• Given task: Count the lines in the items below that contain the word "tower", matching case exactly, and give only that number.

• Extracted entries:
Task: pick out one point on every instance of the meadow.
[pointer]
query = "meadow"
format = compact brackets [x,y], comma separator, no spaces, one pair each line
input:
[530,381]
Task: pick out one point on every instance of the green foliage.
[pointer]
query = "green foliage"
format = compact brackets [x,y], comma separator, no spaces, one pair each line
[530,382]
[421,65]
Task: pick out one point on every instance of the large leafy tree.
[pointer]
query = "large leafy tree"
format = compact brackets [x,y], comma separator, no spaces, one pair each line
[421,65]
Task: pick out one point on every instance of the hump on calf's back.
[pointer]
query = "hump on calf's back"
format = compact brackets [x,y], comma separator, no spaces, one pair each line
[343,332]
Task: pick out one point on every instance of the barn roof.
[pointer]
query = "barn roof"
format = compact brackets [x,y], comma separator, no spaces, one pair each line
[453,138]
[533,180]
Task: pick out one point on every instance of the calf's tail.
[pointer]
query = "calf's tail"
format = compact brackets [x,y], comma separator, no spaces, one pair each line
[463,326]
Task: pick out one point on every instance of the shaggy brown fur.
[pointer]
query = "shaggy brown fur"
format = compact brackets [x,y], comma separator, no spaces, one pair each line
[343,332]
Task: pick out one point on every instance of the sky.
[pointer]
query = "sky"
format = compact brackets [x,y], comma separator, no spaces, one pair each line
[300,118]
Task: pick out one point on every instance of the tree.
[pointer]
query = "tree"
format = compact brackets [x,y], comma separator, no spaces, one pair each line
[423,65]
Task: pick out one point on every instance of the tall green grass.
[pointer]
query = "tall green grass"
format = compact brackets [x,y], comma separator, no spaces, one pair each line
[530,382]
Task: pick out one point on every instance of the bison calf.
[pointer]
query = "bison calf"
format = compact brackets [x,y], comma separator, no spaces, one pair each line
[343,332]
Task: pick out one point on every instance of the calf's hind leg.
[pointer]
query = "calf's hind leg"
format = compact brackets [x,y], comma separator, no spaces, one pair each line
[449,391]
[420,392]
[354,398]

--

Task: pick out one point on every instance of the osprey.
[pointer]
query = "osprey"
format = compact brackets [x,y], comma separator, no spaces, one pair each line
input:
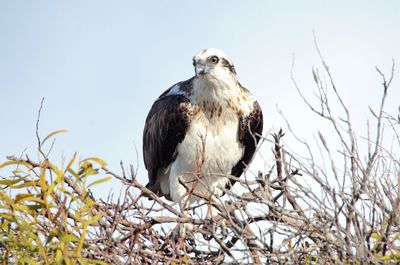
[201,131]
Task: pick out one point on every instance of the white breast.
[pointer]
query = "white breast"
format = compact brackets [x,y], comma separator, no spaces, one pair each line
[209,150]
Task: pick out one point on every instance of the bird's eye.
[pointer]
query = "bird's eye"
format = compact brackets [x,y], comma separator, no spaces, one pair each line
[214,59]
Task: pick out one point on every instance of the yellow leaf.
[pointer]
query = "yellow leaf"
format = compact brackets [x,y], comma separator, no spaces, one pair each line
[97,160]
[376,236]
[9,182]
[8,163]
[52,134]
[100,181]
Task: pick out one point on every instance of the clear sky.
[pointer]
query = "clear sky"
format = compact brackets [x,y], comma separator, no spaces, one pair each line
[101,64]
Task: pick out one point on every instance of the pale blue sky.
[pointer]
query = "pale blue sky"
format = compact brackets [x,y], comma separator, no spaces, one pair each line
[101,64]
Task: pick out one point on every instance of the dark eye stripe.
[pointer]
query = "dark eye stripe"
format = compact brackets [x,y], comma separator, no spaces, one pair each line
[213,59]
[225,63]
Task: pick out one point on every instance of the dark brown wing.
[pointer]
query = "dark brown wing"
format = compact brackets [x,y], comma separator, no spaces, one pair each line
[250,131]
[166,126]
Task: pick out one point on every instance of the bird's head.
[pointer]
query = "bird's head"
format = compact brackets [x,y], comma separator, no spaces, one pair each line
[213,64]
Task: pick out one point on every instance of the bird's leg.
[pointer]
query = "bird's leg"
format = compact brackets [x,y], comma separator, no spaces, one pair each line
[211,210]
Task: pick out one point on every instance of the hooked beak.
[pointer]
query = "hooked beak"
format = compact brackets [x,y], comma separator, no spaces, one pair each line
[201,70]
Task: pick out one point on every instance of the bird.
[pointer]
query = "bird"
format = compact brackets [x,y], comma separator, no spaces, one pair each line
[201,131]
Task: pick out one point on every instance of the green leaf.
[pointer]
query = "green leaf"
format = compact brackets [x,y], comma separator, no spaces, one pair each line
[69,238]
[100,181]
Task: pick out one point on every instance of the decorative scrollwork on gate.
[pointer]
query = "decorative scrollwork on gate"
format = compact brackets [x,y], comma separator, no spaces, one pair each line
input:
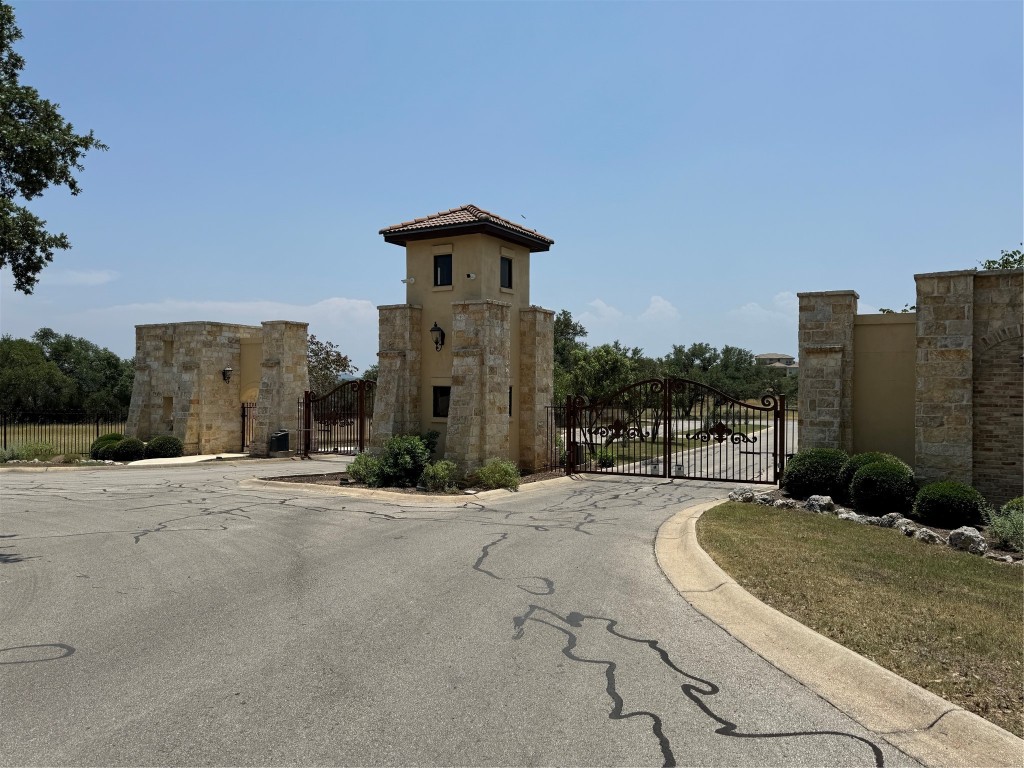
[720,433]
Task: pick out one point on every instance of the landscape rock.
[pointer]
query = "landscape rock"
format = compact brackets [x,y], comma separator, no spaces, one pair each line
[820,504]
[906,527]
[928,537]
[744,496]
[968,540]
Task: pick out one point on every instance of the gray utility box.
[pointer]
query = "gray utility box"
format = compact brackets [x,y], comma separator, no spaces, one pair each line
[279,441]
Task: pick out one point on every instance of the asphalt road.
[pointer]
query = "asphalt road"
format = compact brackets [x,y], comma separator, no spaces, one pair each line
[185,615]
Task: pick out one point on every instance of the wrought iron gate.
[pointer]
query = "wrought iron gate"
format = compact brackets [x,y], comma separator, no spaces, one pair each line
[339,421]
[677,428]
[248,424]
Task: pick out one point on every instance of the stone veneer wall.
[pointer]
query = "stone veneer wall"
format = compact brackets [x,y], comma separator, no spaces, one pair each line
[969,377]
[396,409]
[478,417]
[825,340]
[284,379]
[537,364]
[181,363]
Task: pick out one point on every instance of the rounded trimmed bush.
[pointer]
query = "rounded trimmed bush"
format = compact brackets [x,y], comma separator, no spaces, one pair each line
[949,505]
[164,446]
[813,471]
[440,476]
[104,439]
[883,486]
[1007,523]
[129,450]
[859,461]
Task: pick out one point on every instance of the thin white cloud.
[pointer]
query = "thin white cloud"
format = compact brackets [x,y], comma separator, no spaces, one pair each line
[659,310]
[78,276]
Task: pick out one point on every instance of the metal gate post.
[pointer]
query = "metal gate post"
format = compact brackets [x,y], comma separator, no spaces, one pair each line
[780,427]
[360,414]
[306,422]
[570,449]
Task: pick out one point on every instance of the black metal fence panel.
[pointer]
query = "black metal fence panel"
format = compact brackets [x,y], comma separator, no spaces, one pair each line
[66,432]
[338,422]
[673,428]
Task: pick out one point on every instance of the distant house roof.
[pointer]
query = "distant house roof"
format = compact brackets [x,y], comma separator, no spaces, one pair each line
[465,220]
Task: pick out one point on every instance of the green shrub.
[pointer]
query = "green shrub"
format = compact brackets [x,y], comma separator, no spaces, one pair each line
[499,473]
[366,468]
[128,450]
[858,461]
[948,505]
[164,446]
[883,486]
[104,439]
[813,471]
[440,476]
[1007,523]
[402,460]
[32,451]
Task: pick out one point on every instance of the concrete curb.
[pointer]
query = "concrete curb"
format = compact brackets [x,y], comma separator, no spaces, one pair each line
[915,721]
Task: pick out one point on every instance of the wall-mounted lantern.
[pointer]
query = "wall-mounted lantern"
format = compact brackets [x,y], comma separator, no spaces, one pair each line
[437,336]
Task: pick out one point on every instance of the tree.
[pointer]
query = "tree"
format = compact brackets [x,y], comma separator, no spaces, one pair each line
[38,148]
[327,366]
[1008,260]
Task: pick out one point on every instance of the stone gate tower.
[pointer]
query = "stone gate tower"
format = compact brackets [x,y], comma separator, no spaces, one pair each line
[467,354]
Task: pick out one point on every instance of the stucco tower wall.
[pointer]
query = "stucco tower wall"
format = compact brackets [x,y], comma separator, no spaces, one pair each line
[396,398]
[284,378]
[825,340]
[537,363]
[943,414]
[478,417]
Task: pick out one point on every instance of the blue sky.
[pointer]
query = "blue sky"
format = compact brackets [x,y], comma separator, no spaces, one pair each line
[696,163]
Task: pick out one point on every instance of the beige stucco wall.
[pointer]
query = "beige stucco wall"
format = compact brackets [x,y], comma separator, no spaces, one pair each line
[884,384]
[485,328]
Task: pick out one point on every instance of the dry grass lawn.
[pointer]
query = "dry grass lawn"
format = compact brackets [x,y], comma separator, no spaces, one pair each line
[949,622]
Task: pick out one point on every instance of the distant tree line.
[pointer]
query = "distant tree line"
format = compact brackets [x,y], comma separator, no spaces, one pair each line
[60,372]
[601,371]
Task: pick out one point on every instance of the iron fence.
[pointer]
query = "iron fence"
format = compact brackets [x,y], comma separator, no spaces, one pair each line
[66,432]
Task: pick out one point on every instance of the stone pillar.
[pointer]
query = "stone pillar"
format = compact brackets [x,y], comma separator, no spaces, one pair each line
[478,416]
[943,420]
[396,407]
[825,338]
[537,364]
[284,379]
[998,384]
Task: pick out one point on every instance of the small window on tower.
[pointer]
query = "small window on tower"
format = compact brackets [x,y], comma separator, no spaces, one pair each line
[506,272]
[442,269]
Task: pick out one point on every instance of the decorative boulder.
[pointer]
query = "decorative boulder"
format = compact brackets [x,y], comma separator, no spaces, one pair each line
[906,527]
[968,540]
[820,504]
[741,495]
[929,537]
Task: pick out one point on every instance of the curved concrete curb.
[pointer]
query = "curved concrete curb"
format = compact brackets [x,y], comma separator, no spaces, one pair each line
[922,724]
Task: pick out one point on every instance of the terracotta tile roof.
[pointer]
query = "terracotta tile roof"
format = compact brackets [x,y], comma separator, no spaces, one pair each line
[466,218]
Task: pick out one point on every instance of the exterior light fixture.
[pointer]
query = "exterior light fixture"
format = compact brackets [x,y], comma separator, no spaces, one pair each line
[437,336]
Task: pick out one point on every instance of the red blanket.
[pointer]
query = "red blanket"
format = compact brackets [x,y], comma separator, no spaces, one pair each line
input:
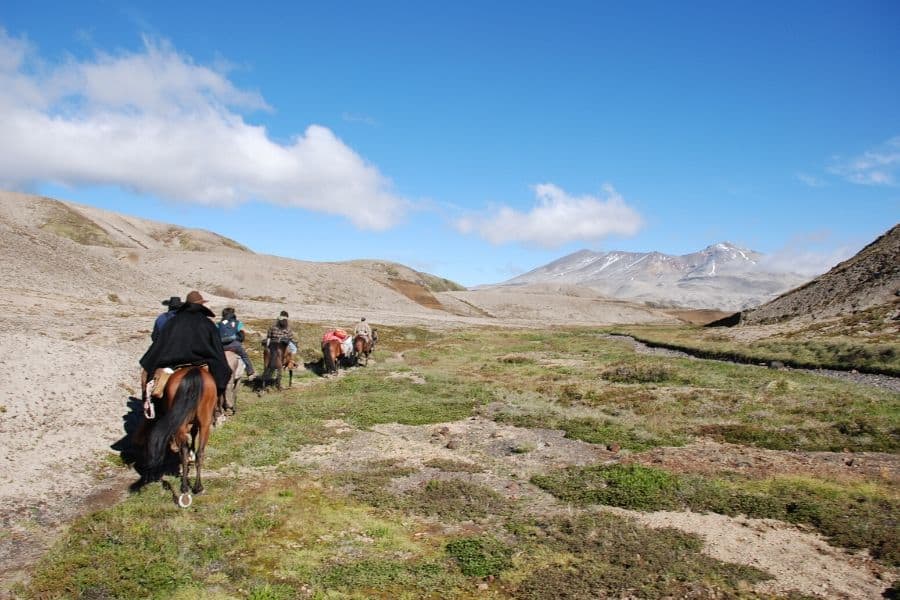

• Correct result: 6